__Problem statement__. Please replace "Query" with "Target" in the lines from the one with "the yellow long-sleeve" up to and including the one with "x=391, y=39", and give back only those lines with nothing else changed.
======== Dataset content
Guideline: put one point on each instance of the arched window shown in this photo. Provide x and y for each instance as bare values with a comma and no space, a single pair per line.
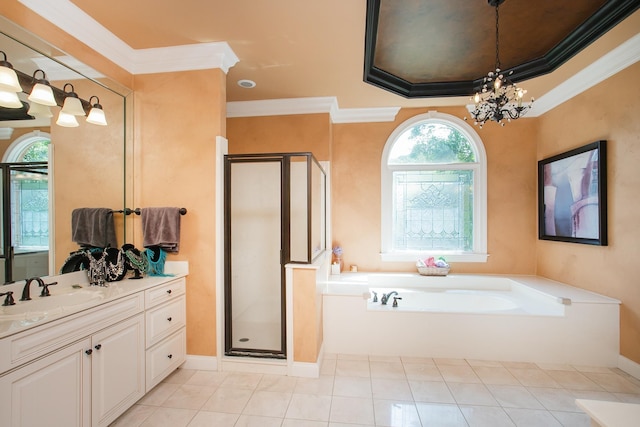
434,191
26,162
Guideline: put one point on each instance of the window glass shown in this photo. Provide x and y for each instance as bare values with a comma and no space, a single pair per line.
427,143
434,190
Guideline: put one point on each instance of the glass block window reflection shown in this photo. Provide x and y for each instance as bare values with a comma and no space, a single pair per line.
433,210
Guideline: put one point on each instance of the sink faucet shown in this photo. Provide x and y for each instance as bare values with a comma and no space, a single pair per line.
26,296
385,297
8,299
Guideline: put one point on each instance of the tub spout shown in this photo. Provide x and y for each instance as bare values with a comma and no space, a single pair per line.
385,297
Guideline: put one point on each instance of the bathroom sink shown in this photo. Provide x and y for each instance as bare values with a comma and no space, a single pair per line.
39,308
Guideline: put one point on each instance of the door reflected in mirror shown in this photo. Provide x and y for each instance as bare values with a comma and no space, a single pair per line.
48,168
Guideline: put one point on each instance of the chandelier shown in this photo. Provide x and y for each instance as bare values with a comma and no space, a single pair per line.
500,99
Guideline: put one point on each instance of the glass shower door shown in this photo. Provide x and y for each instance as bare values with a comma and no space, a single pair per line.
254,292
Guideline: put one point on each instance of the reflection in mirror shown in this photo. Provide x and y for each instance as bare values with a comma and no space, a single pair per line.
49,169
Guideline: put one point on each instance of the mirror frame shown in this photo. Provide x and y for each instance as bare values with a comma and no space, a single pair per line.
28,40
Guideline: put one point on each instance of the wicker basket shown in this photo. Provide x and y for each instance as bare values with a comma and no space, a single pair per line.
434,271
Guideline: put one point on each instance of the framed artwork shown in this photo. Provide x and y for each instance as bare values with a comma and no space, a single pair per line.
572,196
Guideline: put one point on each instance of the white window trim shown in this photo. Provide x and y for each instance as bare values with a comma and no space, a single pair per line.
479,253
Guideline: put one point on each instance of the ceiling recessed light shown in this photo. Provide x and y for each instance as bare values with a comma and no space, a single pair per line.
248,84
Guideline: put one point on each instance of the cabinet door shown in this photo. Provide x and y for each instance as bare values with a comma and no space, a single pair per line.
52,391
117,369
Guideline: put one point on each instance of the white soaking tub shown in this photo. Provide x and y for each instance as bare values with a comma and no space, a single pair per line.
487,317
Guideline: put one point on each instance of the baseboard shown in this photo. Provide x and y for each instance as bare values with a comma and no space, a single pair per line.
200,363
629,366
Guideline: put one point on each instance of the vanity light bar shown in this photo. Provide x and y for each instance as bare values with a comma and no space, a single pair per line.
60,96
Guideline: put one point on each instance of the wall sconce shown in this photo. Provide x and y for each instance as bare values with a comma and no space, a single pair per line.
8,77
42,92
39,110
72,104
96,115
9,85
67,120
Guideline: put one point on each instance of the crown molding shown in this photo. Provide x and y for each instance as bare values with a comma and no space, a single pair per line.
623,56
281,107
365,115
74,21
289,106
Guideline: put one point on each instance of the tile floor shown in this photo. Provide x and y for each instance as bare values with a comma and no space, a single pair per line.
384,391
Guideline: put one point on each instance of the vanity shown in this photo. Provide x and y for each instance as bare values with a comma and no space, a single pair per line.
85,354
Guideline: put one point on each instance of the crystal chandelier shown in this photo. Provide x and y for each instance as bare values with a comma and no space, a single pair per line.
500,99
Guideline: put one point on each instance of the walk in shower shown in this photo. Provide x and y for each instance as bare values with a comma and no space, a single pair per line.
275,214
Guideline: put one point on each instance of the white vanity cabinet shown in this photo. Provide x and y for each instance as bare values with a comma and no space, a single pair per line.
165,323
52,391
117,369
87,368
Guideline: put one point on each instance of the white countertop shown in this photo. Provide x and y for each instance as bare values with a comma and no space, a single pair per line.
13,324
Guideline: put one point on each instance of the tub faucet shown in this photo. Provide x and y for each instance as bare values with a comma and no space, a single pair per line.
385,297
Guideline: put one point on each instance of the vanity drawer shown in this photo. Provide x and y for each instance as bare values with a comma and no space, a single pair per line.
164,357
165,319
164,293
29,345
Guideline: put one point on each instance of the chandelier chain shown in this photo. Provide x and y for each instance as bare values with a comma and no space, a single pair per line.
497,37
499,99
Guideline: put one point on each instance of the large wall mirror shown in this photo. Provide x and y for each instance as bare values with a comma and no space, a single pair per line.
49,169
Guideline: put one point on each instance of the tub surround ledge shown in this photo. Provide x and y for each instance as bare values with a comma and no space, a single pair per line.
556,323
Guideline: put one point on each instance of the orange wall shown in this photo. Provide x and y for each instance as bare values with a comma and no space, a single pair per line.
175,153
607,111
170,173
281,134
356,151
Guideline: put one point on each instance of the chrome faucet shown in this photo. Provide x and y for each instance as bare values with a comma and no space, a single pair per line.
385,297
26,295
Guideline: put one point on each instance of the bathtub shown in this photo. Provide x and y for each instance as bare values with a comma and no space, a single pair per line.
484,317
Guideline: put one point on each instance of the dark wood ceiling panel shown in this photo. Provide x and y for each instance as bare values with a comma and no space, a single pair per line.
445,47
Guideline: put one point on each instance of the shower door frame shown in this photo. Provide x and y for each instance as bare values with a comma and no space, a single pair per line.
229,159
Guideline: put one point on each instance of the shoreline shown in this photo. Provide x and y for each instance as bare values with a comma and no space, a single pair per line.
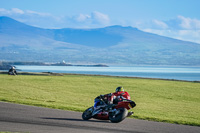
62,74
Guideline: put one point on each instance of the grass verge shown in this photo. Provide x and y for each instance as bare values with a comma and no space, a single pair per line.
157,100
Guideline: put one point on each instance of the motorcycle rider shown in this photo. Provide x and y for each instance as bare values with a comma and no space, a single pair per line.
112,98
12,71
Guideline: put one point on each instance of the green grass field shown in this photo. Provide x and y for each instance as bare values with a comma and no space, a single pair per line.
157,100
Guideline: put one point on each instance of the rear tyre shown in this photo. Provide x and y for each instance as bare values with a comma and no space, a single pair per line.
87,114
119,117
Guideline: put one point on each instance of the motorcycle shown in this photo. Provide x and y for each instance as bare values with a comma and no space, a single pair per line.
114,112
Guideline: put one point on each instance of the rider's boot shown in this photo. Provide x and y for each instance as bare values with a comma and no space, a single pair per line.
130,113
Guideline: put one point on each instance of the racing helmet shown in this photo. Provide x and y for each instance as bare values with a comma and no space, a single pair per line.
118,89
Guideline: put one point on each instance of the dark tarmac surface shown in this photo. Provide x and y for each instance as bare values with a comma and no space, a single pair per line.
23,118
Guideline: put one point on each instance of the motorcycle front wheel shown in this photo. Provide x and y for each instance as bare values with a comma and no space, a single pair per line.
119,116
87,114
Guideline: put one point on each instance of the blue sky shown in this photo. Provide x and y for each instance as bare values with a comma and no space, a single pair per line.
173,18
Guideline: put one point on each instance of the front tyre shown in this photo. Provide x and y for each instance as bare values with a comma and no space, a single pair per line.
87,114
119,116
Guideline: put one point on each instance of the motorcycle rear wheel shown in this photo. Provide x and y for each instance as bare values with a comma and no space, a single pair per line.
119,117
87,114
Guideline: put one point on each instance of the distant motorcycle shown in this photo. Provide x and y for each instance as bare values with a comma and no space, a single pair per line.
12,71
115,112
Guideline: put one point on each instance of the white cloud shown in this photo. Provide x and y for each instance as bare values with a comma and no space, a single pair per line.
100,18
17,11
160,24
47,20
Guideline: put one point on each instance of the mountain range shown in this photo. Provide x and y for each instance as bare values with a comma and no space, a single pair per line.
109,45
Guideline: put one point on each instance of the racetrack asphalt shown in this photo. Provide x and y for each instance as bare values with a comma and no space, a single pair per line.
24,118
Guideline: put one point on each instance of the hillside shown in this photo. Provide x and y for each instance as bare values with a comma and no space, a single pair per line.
109,45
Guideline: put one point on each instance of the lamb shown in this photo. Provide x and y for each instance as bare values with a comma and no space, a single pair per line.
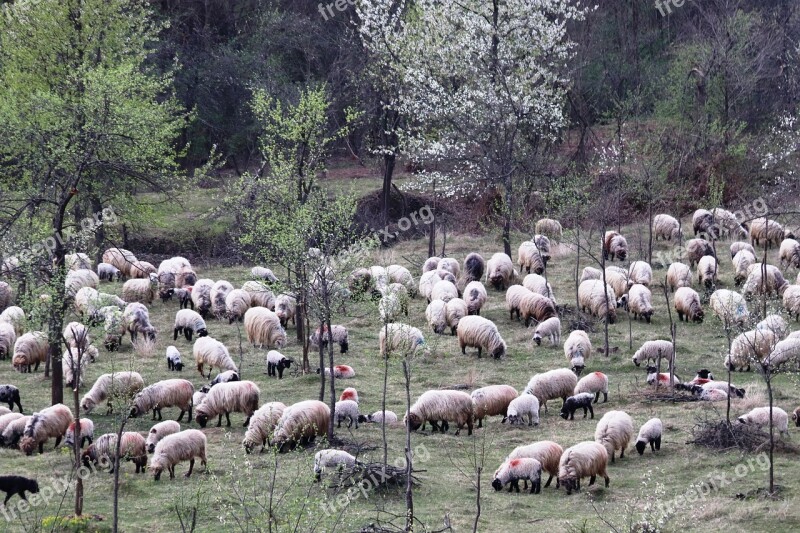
500,271
210,351
237,302
654,351
103,450
166,393
173,449
730,307
666,227
687,304
492,400
402,339
475,296
284,308
707,271
614,432
596,301
615,246
596,382
445,405
49,422
510,472
551,329
577,348
546,452
478,332
264,328
29,350
558,383
338,334
86,433
649,433
530,258
522,406
262,424
640,302
749,346
474,267
137,320
277,363
300,423
123,385
346,409
582,460
760,416
575,402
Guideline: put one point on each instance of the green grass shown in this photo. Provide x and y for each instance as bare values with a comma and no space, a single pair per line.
447,479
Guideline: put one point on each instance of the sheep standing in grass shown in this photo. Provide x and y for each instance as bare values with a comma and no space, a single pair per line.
614,432
558,383
585,459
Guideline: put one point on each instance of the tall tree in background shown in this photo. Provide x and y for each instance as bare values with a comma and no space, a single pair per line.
78,107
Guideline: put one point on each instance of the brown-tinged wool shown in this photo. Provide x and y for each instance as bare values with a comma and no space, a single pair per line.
159,431
226,398
176,448
29,351
109,386
165,393
478,332
301,423
585,459
50,422
446,405
492,400
546,452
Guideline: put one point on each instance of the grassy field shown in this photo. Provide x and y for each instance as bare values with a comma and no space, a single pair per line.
447,462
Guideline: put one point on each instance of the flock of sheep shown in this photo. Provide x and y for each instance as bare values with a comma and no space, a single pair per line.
455,292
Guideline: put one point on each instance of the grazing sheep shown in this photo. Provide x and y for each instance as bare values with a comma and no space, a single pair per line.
614,432
678,275
649,433
749,346
521,406
585,459
478,332
262,424
500,271
640,302
264,328
86,433
510,472
760,417
575,402
159,431
615,246
224,398
445,405
112,386
300,423
30,350
550,328
730,307
654,351
103,451
402,339
51,422
558,383
687,304
173,449
474,267
492,400
596,382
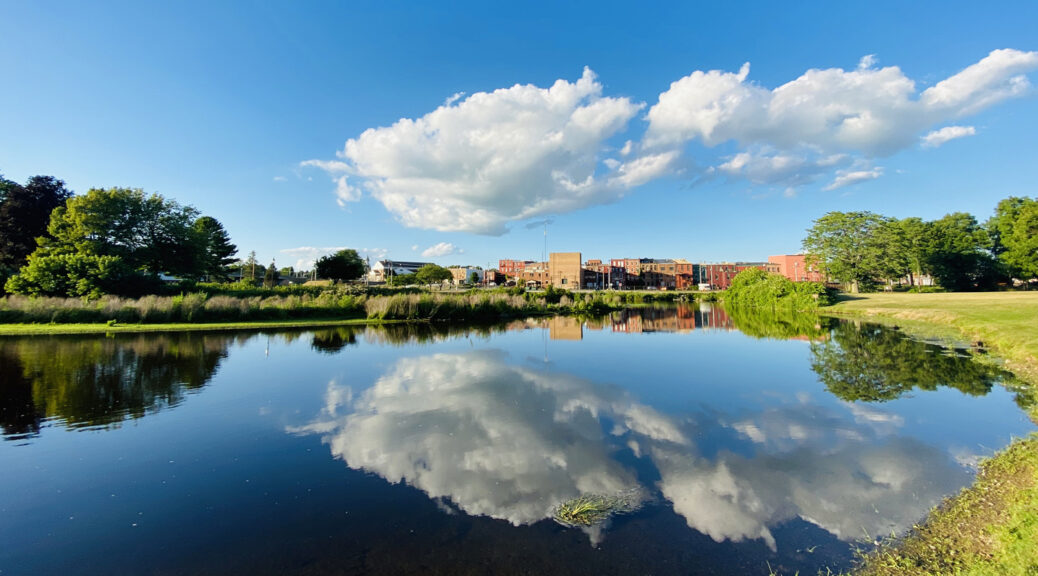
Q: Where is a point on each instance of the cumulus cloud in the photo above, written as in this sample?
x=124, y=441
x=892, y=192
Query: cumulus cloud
x=850, y=177
x=937, y=137
x=305, y=256
x=440, y=249
x=481, y=161
x=867, y=112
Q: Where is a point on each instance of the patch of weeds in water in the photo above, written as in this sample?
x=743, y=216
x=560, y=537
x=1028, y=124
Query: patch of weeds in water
x=590, y=510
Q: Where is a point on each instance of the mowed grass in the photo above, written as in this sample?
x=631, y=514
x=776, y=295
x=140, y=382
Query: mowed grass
x=990, y=527
x=1004, y=322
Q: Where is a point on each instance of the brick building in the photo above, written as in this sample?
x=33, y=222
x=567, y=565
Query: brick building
x=795, y=268
x=565, y=270
x=718, y=276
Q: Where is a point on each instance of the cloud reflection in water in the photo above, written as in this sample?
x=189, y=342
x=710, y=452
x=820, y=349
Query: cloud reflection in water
x=510, y=442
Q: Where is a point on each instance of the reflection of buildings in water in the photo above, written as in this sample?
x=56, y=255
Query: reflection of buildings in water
x=670, y=319
x=565, y=328
x=511, y=442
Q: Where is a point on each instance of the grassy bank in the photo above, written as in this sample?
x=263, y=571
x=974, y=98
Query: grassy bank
x=1003, y=322
x=62, y=329
x=990, y=527
x=200, y=310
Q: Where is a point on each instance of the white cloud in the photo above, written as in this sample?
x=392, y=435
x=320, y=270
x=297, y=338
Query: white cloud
x=330, y=166
x=867, y=112
x=937, y=137
x=440, y=249
x=484, y=160
x=768, y=167
x=306, y=255
x=850, y=177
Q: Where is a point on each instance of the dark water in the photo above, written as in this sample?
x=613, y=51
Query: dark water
x=779, y=446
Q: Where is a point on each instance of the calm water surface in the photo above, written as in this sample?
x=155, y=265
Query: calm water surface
x=444, y=451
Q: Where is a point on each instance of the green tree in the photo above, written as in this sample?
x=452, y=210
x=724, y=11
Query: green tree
x=271, y=276
x=25, y=212
x=403, y=279
x=148, y=232
x=958, y=253
x=343, y=266
x=72, y=275
x=1014, y=236
x=432, y=274
x=916, y=235
x=216, y=253
x=844, y=245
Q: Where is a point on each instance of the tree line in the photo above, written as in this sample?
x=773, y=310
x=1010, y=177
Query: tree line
x=107, y=241
x=864, y=249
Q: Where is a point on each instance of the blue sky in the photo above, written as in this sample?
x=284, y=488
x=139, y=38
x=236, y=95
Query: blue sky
x=470, y=122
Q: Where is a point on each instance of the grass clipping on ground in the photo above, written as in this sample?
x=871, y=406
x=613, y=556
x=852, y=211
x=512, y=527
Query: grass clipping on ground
x=989, y=528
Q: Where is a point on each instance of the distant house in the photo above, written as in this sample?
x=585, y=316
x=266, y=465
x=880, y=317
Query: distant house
x=462, y=274
x=383, y=270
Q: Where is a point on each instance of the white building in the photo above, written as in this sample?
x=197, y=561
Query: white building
x=462, y=274
x=382, y=270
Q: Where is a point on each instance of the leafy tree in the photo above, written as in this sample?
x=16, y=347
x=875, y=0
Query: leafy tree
x=271, y=277
x=432, y=274
x=847, y=246
x=72, y=275
x=403, y=279
x=216, y=253
x=25, y=211
x=149, y=234
x=343, y=266
x=1014, y=236
x=958, y=253
x=916, y=237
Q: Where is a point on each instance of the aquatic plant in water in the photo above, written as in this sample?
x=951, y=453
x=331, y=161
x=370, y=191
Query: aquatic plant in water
x=590, y=510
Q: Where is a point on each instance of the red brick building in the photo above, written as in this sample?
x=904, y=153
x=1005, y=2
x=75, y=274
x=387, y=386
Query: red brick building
x=718, y=276
x=512, y=269
x=795, y=268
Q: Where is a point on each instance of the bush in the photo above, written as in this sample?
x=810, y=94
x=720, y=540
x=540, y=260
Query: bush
x=69, y=275
x=757, y=289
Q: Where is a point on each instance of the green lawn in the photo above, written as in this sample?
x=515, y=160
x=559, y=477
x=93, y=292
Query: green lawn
x=1005, y=322
x=991, y=527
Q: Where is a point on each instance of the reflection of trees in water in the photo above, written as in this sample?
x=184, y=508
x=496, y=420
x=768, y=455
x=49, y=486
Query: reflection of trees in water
x=91, y=382
x=331, y=341
x=763, y=323
x=872, y=363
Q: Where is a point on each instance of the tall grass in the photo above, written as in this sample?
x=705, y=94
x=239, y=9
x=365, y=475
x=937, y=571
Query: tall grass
x=194, y=307
x=200, y=307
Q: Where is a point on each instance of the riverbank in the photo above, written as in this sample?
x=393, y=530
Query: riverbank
x=990, y=527
x=70, y=329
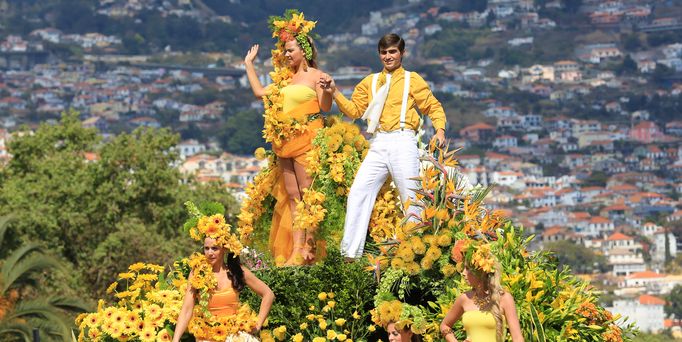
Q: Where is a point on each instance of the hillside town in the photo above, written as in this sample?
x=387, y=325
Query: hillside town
x=590, y=165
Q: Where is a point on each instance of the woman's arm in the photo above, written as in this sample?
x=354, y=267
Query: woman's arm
x=507, y=304
x=324, y=92
x=256, y=86
x=262, y=290
x=451, y=317
x=185, y=313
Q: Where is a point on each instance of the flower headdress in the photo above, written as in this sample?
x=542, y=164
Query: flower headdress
x=279, y=128
x=208, y=220
x=474, y=252
x=292, y=26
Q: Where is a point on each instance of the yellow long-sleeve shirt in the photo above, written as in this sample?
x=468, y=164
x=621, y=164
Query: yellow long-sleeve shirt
x=420, y=96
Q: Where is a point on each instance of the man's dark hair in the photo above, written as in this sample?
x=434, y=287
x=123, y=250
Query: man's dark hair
x=391, y=39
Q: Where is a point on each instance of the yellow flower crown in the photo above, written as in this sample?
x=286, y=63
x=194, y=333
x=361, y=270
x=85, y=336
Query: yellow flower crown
x=293, y=26
x=208, y=220
x=474, y=253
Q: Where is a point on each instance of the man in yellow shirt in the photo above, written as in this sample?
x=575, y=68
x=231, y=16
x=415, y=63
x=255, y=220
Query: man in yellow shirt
x=387, y=100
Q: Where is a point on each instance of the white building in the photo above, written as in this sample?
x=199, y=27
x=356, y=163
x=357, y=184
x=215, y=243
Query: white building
x=624, y=262
x=658, y=250
x=190, y=147
x=646, y=312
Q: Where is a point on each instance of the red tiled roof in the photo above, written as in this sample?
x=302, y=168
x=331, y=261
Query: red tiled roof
x=650, y=300
x=480, y=125
x=645, y=274
x=618, y=236
x=599, y=219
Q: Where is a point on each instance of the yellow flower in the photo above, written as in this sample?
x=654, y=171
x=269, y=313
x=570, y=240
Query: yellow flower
x=448, y=270
x=112, y=287
x=280, y=332
x=126, y=275
x=136, y=266
x=444, y=240
x=259, y=153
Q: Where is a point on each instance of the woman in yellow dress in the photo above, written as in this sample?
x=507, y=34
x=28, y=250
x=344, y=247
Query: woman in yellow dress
x=305, y=94
x=486, y=309
x=211, y=308
x=231, y=278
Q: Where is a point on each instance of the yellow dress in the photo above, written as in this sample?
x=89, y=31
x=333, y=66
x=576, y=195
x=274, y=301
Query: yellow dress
x=480, y=326
x=299, y=101
x=225, y=302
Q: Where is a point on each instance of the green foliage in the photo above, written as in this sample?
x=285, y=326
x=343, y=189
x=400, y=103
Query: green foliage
x=674, y=302
x=22, y=307
x=297, y=288
x=125, y=204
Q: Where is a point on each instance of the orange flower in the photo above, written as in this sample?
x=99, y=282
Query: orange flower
x=457, y=253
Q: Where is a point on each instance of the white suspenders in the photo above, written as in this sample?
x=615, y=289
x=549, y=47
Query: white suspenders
x=406, y=93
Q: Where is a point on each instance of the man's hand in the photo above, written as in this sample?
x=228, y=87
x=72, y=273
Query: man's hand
x=327, y=83
x=251, y=55
x=440, y=137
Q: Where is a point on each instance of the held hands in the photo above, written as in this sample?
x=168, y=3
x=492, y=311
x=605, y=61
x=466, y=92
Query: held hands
x=251, y=55
x=439, y=137
x=327, y=83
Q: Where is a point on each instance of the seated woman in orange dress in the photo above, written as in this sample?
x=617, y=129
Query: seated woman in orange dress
x=485, y=308
x=301, y=96
x=220, y=277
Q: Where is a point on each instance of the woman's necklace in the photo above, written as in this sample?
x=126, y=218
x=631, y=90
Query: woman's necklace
x=484, y=302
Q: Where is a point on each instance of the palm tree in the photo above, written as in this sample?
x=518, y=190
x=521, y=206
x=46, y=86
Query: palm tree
x=20, y=315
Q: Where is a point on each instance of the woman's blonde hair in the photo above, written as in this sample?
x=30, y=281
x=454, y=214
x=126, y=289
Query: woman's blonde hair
x=492, y=282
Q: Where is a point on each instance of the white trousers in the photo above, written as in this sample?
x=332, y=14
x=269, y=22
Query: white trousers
x=389, y=152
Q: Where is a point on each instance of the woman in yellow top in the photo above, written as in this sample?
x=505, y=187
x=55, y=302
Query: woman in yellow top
================
__Full output__.
Q: Where is a point on each instance of the yellow long-sleeve shirt in the photo above, written as in this sample?
x=468, y=164
x=621, y=164
Target: yellow long-sleeve shirt
x=420, y=96
Q: Where is a point on each instance of the man's dark hair in the photo above, written as in this sample?
x=434, y=287
x=123, y=250
Target: man's dark hair
x=391, y=39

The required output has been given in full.